• _RECORDS SUPPLIED_:

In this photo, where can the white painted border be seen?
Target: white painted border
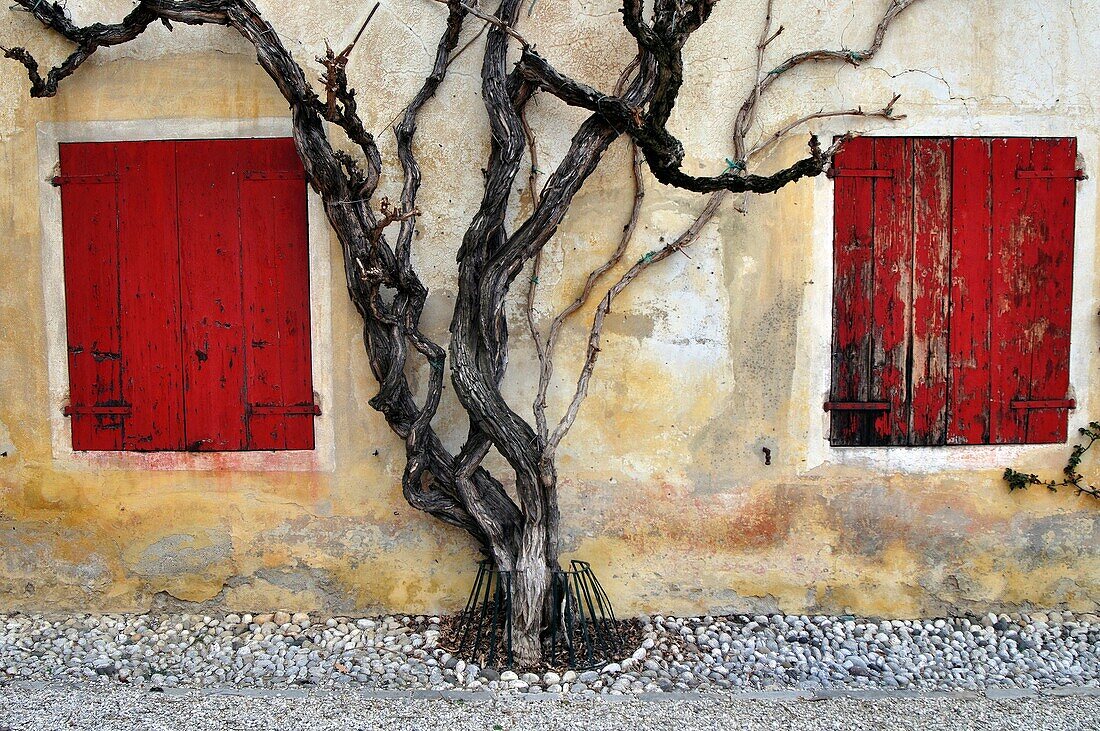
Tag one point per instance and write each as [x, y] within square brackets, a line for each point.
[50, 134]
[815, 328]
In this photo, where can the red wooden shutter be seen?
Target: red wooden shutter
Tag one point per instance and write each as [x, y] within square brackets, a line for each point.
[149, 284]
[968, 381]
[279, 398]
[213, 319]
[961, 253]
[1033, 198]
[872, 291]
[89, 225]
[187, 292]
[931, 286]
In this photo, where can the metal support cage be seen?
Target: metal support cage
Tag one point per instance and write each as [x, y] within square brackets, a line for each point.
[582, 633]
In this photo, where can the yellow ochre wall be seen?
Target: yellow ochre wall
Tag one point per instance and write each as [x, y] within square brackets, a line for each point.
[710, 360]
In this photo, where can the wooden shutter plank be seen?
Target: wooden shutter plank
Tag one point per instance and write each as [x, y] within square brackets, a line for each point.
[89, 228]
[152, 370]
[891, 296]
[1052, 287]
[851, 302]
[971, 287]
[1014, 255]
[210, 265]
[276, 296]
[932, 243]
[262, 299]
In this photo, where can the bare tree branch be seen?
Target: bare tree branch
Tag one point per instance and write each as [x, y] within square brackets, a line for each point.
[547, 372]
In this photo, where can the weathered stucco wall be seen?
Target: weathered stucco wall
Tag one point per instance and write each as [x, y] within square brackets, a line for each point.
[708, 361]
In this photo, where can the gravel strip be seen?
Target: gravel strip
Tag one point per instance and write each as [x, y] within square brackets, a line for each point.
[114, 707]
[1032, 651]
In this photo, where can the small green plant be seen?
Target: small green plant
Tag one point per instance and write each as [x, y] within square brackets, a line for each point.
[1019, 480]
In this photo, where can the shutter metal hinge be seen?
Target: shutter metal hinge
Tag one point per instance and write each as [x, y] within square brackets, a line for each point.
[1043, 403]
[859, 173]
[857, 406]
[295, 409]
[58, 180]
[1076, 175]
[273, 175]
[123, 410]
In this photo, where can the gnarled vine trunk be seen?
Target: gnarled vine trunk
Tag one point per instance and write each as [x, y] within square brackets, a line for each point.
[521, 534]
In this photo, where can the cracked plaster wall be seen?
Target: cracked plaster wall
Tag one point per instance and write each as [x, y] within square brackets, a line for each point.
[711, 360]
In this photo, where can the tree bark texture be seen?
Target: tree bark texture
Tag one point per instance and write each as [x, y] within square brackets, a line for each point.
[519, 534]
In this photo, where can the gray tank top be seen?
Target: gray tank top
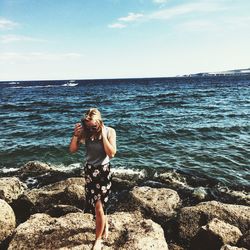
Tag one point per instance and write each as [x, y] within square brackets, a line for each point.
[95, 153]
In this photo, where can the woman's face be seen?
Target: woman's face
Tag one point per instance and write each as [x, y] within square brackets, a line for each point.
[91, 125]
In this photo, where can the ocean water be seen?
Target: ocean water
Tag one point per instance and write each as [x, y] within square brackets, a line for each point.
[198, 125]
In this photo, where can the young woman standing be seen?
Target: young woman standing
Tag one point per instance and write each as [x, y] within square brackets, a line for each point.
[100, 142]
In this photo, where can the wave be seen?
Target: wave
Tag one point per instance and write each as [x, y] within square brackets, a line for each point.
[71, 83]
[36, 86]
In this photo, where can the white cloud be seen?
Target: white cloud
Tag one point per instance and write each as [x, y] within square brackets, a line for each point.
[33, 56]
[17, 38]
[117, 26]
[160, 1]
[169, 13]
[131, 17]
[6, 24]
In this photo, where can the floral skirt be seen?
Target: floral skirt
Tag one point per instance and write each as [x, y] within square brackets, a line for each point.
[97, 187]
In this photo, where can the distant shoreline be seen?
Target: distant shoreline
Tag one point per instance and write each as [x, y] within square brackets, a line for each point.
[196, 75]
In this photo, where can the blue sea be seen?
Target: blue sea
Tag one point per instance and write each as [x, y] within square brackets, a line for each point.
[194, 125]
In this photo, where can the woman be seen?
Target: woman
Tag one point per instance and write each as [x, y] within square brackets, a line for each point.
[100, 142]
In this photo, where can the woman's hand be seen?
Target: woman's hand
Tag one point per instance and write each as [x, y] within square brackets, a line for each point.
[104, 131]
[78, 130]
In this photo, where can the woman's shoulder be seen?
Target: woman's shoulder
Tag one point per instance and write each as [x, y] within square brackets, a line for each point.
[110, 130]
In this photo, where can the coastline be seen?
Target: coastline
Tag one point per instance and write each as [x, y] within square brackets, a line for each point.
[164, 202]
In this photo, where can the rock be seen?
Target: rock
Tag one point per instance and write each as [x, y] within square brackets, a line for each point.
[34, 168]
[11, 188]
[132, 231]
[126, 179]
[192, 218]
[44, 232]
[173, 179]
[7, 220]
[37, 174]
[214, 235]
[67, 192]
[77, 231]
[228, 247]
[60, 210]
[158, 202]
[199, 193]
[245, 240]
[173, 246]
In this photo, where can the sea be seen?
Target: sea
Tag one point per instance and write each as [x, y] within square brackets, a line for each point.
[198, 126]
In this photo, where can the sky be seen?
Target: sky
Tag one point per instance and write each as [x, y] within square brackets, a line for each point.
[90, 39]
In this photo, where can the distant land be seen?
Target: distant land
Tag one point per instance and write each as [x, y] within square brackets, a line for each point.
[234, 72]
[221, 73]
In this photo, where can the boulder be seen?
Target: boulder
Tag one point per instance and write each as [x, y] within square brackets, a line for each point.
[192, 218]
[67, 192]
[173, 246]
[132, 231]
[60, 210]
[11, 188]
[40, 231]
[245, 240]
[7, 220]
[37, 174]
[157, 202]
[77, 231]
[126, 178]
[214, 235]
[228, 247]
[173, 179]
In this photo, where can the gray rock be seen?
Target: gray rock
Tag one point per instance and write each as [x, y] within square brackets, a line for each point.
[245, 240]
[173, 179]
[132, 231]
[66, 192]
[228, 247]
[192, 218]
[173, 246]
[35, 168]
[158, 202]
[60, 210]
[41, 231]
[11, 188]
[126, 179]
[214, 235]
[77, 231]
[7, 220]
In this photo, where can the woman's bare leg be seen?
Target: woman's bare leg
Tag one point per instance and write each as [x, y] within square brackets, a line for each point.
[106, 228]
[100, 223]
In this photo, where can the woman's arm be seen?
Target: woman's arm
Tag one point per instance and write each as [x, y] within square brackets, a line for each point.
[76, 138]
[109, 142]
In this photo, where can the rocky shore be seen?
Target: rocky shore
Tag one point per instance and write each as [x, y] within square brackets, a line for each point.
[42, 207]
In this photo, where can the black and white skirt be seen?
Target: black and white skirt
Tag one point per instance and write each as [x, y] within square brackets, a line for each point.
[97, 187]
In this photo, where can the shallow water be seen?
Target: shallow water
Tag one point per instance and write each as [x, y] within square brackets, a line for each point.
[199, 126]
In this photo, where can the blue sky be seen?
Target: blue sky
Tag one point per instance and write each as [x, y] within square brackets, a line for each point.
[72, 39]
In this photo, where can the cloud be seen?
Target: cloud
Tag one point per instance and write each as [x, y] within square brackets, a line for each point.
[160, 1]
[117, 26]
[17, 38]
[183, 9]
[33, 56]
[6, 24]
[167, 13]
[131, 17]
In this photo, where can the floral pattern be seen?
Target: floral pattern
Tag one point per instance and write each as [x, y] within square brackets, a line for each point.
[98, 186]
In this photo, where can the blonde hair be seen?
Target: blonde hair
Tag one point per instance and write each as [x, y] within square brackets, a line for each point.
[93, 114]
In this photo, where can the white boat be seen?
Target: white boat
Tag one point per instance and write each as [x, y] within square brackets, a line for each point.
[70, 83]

• _SHORT TASK_: Copy the rows word for word, starting at the line that contains "In this photo, where can the gravel" and ending at the line that contains "[1019, 480]", with both of those lines included.

• _SOLUTION FOR THIS EXERCISE_:
In this photo, where can the gravel strip be seen?
Target: gravel strip
Tag one point per instance and write each as [x, y] within square brackets, a line for each point.
[114, 707]
[1032, 651]
In this photo, where can the small green plant be seen?
Target: small green plant
Tag one point per instance and write each as [x, y] within square brackets, a line for each point.
[1019, 480]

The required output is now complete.